- **WHAT YOU WILL DO**: Say nothing but the number of lines below in which the string "silver" appears.
- - - -
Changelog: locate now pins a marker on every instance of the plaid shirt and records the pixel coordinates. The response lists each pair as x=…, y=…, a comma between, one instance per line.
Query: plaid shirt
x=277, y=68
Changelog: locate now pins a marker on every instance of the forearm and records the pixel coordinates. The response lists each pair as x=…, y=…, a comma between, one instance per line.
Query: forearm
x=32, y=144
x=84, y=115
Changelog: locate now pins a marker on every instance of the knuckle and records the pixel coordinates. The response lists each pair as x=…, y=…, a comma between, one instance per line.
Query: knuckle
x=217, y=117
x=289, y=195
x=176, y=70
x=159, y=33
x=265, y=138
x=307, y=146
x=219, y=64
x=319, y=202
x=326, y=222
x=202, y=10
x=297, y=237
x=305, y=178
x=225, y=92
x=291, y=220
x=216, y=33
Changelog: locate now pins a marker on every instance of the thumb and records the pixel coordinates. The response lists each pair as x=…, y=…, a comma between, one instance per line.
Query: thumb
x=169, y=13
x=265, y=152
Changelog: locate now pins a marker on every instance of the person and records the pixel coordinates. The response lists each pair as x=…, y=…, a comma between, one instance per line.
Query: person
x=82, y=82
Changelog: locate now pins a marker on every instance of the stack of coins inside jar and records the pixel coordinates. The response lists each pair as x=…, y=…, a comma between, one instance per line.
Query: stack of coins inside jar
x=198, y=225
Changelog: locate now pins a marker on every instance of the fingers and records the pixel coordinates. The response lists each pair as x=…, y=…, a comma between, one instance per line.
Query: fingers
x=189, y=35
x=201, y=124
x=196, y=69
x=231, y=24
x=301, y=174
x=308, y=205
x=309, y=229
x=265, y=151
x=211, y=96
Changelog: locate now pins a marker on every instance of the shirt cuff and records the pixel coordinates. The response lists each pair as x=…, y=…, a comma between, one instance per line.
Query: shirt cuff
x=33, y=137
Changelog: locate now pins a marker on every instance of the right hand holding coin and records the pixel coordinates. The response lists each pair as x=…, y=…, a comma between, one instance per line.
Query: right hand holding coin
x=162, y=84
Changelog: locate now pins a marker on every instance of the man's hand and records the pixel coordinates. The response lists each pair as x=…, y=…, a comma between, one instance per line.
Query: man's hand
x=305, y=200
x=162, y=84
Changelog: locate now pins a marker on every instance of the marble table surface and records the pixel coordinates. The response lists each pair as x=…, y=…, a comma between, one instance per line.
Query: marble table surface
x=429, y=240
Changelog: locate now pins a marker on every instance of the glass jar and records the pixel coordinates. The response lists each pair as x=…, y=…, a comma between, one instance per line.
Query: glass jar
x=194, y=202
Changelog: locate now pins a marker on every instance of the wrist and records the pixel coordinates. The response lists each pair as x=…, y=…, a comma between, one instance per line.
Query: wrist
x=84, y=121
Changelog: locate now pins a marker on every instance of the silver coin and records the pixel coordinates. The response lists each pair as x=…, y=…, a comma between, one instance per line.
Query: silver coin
- - - -
- **RESPONSE TO THE TASK**: 2